◆ **WORK TO DO**
Extract every line in the records below that contains the word "leash", and treat case as significant.

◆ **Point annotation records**
⟨

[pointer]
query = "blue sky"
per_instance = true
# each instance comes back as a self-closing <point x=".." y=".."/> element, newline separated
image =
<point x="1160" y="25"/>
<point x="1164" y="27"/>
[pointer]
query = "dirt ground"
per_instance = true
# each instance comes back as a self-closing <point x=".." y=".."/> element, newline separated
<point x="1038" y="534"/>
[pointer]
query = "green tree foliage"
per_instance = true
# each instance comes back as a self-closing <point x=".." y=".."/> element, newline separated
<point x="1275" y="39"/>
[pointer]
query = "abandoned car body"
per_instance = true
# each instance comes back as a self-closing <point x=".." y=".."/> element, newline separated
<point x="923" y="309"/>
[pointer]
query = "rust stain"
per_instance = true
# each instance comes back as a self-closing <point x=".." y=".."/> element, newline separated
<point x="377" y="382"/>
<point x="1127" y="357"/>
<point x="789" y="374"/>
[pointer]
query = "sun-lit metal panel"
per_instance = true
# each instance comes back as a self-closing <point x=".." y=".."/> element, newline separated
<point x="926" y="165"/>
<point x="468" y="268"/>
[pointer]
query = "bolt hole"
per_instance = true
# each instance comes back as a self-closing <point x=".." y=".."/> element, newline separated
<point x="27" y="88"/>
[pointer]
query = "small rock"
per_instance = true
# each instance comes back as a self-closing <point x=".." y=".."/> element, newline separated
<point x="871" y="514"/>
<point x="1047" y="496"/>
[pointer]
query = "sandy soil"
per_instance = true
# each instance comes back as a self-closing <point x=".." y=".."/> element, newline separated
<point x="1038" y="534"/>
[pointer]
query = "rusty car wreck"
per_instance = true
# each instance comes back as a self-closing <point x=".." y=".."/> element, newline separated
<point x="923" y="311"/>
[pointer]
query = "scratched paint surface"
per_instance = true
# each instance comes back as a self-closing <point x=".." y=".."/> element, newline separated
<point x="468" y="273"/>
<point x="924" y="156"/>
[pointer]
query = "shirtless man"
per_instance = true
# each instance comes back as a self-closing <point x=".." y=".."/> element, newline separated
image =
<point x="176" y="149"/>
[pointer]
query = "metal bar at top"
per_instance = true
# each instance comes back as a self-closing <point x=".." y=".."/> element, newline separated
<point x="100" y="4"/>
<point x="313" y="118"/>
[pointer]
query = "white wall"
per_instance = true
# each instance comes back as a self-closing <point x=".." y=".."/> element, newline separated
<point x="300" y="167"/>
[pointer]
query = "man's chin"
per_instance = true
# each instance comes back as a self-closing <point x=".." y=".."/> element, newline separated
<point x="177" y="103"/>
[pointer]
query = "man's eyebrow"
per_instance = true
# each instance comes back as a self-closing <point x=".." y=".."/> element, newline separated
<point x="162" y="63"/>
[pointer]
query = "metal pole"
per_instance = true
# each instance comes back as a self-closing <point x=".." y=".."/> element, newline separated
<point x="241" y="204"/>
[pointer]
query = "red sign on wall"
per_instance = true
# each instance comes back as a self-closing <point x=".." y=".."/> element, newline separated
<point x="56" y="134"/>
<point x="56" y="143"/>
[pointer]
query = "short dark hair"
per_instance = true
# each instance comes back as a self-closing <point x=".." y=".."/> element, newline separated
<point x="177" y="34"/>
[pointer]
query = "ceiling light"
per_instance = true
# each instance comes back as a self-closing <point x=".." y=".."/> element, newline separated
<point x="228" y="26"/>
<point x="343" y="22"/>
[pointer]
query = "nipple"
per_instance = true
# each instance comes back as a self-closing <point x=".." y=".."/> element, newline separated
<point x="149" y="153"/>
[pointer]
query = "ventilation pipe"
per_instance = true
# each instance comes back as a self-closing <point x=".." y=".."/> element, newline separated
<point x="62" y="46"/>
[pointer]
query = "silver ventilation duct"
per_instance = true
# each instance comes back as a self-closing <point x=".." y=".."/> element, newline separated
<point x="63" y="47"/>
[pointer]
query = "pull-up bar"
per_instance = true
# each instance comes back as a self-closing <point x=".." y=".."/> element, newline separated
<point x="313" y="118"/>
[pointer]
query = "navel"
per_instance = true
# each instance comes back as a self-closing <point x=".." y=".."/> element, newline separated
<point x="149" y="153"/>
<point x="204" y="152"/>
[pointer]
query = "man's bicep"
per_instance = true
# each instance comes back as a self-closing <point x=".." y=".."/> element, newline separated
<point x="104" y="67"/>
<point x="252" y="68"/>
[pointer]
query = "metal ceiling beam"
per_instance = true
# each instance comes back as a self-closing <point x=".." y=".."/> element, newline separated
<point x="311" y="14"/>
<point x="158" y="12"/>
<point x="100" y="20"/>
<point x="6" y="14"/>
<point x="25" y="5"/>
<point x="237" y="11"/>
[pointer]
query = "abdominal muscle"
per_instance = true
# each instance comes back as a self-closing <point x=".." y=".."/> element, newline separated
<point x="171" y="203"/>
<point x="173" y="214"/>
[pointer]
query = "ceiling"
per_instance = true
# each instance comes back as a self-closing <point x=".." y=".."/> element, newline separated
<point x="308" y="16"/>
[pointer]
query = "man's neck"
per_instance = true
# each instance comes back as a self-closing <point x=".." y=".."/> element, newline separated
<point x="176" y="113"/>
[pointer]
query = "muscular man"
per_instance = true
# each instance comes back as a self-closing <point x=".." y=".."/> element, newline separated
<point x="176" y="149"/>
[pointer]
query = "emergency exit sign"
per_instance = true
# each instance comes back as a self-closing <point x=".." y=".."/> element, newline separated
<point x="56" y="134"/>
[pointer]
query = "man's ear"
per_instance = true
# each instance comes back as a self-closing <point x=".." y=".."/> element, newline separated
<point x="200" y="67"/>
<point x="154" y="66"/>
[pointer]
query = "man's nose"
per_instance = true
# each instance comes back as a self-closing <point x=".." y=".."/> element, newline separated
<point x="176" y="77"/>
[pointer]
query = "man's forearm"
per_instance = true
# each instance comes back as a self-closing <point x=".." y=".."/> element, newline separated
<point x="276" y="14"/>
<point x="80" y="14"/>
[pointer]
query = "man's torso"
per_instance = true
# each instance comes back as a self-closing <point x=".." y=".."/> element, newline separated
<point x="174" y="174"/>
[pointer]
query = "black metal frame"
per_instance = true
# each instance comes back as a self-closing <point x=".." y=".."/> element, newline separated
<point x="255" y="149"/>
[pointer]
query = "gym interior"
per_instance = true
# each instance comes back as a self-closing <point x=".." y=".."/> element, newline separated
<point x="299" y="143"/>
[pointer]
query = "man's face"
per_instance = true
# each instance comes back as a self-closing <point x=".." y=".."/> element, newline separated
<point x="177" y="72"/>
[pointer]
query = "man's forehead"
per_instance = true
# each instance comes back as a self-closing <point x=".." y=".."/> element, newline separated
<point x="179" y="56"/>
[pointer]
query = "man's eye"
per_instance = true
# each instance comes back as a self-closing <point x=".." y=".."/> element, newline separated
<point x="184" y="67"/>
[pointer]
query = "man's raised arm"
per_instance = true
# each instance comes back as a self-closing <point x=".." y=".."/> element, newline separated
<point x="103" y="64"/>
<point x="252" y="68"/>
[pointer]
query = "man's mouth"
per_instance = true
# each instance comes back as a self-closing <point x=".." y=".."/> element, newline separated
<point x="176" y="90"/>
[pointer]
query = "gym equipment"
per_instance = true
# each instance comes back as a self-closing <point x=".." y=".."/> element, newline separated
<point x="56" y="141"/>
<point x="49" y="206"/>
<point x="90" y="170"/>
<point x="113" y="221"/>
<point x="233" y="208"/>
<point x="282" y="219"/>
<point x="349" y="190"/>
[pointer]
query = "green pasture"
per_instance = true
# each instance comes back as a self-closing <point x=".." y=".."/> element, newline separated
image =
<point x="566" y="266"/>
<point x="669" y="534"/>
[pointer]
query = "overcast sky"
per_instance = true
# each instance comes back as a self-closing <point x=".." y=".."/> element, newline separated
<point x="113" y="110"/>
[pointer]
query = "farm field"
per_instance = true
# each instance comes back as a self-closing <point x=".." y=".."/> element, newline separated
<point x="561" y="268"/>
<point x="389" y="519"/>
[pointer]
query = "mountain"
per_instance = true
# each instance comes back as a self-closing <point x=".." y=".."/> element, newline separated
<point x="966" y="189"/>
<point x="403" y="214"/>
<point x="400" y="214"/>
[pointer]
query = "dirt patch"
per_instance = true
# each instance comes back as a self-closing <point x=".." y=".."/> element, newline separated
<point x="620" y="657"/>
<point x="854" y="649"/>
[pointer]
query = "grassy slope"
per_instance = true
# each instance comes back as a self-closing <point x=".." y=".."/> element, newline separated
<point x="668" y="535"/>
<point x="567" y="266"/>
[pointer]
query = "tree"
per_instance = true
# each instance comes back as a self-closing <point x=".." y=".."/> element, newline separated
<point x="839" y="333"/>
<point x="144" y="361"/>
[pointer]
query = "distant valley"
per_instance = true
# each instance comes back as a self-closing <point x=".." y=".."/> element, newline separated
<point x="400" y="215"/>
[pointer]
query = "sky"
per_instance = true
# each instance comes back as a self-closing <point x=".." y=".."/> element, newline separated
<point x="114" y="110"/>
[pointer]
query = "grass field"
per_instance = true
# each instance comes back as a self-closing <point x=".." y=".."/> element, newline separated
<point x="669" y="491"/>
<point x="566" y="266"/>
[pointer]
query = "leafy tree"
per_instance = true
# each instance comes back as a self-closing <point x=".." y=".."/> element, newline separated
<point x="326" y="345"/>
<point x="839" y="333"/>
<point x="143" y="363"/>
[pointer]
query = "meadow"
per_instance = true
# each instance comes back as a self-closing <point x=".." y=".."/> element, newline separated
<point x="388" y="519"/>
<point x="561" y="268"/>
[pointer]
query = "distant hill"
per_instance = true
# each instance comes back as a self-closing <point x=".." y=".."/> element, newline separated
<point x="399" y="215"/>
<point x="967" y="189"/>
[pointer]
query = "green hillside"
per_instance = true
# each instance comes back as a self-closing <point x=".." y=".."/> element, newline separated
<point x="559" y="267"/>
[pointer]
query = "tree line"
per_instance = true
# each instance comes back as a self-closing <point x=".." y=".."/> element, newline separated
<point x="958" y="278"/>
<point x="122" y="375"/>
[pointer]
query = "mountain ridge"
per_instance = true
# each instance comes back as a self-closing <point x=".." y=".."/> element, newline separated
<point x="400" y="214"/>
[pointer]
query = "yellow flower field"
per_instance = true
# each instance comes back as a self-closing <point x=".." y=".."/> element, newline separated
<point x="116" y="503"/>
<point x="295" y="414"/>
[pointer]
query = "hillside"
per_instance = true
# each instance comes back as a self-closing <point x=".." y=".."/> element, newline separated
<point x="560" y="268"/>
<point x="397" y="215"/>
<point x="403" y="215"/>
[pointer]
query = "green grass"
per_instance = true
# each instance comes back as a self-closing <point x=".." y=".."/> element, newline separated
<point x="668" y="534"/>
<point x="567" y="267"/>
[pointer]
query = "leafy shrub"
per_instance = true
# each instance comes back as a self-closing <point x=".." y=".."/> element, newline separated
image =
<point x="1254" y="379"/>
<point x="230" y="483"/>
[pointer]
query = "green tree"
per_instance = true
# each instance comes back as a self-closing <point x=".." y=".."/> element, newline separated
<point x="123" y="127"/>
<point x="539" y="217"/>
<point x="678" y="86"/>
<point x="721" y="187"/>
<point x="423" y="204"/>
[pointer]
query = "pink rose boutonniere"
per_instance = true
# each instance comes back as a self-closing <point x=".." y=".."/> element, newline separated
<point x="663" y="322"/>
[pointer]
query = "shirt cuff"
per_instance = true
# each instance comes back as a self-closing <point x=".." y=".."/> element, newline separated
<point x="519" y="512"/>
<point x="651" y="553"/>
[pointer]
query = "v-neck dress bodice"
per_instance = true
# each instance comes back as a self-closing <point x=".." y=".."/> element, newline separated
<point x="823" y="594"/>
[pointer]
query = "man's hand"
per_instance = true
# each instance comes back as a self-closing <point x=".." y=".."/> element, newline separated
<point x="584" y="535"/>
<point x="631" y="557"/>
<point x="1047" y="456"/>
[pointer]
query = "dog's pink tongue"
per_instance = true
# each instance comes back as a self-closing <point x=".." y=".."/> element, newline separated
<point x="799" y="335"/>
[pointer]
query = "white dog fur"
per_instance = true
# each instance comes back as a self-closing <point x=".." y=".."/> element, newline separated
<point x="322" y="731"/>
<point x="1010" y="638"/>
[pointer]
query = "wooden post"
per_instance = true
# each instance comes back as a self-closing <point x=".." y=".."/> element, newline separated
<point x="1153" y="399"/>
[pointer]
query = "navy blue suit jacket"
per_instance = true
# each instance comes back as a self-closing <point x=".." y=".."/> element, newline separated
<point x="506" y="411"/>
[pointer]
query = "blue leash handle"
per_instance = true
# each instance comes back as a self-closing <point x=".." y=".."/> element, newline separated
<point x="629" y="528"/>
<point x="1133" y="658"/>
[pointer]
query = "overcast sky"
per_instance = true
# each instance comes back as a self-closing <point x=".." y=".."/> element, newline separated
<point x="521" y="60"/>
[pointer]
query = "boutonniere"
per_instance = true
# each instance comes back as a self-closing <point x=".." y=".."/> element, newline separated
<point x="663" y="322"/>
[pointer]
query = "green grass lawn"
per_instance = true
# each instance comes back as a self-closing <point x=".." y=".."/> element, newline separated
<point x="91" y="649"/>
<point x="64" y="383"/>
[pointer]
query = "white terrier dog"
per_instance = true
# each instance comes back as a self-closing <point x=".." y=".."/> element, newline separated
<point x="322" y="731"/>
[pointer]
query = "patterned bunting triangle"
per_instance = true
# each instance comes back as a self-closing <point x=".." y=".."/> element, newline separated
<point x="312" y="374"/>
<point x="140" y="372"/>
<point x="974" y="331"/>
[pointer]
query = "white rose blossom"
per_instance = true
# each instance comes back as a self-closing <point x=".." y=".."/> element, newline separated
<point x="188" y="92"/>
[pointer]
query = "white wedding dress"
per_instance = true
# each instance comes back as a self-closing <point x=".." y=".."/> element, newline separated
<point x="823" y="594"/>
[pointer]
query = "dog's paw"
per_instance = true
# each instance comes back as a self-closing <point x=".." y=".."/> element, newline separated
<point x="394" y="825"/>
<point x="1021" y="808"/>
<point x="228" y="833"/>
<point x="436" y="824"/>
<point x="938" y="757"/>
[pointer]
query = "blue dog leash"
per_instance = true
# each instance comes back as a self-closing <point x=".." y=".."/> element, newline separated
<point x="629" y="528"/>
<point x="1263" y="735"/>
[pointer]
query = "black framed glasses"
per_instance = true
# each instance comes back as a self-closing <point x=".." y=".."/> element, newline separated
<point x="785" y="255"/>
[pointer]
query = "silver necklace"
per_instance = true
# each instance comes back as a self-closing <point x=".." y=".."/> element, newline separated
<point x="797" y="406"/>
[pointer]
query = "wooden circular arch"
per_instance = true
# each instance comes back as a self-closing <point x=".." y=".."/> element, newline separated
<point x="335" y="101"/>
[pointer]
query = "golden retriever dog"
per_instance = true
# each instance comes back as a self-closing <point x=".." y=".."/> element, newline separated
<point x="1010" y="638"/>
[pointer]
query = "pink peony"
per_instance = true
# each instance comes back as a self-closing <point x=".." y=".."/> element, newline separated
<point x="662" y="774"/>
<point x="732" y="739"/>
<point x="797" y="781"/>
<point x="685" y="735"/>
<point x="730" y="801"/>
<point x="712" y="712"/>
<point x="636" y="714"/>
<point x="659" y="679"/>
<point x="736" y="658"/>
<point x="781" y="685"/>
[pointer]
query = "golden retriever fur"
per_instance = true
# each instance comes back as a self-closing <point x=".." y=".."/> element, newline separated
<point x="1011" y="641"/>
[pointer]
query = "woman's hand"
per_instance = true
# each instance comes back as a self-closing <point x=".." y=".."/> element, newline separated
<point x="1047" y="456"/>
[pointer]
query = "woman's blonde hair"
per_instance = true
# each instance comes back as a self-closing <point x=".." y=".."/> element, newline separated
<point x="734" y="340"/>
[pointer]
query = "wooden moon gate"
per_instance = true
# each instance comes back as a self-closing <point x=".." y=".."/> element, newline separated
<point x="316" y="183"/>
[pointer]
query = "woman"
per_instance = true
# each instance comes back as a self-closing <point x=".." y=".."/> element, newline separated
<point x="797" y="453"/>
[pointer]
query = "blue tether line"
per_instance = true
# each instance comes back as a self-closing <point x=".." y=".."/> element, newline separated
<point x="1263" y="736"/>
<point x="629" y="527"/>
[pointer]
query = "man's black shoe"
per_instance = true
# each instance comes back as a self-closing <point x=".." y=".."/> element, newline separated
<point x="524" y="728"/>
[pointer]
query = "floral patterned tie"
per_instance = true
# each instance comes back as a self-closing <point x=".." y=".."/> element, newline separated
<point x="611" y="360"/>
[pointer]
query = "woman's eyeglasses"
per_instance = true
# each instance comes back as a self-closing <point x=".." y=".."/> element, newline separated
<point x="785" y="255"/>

⟩

◆ **THE COMPLETED TASK**
query = "blue leash handle"
query = "blue dog leash"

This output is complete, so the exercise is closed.